-- Opening Marker --

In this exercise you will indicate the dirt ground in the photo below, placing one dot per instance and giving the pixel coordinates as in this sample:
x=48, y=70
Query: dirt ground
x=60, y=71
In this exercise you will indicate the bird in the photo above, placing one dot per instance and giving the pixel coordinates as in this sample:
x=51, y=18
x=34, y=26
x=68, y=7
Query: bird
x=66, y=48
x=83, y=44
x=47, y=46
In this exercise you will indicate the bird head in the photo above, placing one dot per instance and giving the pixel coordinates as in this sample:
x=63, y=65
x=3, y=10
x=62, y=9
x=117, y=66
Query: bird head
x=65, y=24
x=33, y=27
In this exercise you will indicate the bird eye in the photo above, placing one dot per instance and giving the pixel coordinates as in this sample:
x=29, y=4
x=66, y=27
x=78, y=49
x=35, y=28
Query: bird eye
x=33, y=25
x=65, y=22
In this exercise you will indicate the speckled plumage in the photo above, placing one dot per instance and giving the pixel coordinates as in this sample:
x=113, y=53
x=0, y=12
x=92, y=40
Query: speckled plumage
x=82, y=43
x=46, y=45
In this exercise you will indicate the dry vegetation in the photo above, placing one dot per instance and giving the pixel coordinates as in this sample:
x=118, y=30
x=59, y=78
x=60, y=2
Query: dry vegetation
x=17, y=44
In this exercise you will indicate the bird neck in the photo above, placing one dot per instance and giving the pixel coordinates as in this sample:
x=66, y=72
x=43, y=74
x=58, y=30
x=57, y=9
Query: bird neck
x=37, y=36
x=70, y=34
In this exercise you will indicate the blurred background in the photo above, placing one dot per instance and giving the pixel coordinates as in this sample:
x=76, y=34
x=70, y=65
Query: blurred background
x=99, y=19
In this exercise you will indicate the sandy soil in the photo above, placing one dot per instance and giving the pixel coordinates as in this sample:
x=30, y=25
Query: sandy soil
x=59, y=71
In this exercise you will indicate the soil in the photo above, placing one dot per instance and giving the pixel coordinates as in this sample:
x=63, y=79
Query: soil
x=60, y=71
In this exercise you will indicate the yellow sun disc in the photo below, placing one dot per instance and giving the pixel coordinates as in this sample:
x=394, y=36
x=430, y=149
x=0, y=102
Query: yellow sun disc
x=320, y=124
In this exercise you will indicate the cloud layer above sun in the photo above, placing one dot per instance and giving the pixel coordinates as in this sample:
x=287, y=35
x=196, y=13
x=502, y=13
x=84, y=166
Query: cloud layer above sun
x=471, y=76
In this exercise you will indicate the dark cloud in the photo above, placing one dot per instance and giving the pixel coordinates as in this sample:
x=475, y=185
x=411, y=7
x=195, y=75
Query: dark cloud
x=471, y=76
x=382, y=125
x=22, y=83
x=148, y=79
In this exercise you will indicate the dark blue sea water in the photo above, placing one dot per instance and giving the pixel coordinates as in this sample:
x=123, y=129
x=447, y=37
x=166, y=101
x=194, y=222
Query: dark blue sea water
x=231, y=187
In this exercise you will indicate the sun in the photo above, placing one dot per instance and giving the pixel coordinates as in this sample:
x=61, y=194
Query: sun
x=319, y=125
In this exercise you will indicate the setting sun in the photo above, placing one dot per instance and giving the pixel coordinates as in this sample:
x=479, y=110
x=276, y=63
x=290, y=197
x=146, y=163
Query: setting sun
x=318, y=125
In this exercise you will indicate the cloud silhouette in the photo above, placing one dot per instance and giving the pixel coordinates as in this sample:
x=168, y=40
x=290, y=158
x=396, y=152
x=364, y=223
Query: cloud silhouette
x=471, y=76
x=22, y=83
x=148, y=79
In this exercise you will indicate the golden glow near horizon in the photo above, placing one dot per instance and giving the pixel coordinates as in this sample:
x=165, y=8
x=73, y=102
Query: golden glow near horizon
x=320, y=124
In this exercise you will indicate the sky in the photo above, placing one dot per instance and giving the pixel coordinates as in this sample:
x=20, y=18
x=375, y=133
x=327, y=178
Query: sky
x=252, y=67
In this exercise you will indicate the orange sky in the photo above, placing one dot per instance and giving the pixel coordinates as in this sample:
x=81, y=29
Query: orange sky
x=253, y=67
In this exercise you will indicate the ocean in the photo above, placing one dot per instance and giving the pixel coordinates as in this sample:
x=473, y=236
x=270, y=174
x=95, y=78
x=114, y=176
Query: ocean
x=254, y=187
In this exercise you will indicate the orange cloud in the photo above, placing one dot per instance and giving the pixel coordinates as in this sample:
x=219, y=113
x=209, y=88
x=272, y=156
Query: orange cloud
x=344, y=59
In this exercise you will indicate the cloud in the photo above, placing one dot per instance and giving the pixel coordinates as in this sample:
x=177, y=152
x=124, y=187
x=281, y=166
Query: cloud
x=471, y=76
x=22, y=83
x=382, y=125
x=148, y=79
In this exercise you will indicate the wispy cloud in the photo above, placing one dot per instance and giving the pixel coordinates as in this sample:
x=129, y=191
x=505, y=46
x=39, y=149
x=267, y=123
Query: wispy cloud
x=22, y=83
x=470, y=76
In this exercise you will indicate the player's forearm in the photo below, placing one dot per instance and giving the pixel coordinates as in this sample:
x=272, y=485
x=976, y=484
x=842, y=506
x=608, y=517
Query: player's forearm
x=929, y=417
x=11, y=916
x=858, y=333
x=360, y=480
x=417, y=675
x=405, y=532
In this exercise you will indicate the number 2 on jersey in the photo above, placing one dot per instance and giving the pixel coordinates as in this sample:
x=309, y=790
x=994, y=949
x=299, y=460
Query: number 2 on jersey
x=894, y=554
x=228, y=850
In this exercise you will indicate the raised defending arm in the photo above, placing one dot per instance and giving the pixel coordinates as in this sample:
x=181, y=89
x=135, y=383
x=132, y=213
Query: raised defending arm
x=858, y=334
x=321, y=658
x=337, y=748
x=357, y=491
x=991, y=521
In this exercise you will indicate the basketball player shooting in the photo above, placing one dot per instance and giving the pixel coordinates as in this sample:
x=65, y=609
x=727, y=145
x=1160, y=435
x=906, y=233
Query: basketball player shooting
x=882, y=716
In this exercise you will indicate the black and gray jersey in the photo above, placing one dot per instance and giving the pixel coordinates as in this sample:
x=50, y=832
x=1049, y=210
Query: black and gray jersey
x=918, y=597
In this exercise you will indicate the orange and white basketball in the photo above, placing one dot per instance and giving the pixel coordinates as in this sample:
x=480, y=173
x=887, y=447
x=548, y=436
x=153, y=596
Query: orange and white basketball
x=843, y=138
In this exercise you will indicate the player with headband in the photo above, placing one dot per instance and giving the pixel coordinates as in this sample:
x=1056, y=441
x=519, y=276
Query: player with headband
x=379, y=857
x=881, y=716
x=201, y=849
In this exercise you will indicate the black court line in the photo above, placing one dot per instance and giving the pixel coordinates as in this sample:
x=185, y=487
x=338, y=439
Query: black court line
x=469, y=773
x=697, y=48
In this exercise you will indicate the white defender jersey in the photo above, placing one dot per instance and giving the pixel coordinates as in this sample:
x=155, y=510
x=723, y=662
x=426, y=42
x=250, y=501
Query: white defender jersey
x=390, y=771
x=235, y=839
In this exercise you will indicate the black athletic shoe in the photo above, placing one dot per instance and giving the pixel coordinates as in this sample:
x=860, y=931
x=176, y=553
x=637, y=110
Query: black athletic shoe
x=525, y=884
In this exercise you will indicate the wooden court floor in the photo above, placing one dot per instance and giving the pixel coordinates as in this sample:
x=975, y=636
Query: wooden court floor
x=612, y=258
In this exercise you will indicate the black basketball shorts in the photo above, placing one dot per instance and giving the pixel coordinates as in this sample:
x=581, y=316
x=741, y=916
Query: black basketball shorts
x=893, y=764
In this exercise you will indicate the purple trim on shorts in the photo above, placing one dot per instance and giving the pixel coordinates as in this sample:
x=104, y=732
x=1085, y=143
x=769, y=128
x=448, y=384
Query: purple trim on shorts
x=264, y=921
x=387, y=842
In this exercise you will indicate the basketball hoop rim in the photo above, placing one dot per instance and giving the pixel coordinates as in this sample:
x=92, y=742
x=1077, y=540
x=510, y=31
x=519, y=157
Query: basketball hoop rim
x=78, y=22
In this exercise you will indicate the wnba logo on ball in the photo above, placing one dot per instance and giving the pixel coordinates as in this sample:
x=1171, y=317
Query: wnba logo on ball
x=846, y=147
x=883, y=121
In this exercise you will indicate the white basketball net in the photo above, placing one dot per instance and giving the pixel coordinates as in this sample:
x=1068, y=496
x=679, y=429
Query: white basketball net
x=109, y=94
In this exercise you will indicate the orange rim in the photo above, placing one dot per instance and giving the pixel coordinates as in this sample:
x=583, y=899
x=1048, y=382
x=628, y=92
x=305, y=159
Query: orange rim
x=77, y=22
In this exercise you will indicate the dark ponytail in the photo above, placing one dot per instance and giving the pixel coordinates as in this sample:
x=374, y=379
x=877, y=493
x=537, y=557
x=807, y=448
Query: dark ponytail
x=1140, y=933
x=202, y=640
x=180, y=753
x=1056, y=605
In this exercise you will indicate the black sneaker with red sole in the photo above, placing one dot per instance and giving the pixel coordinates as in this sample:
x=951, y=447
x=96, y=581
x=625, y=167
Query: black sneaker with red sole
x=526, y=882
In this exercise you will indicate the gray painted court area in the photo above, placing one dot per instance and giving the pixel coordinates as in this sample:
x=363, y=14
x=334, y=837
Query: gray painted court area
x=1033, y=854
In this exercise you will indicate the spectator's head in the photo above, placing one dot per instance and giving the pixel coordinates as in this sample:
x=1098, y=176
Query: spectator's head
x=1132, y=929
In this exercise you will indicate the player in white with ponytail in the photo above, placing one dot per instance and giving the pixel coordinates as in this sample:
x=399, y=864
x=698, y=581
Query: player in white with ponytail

-- Closing Marker --

Exercise description:
Please copy exactly the lines from the one that contains "Query: dark ponytail" up to and including the final line of the listing above.

Task answer:
Query: dark ponytail
x=1140, y=933
x=202, y=640
x=180, y=753
x=1056, y=605
In this exercise you will indicate the black sneaker with red sole in the photo above, placing one dot per instance and giving the pixel coordinates as in this sample:
x=951, y=447
x=96, y=581
x=625, y=167
Query: black sneaker with red sole
x=526, y=882
In this exercise you will indicate the gray painted court area in the photo above, placing one dot per instance and giving the pixel coordinates as in this sample:
x=363, y=14
x=334, y=837
Query: gray painted court area
x=1033, y=854
In this exercise you will indicate the spectator's head in the photo above, placing one dot per instance and giving the pixel coordinates as in this sample:
x=1098, y=176
Query: spectator's head
x=1132, y=929
In this exercise you will indicate the player in white with ponytail in the photo above, placing one dot per instance and giving the pixel coordinates as in this sample:
x=399, y=864
x=698, y=581
Query: player in white with ponytail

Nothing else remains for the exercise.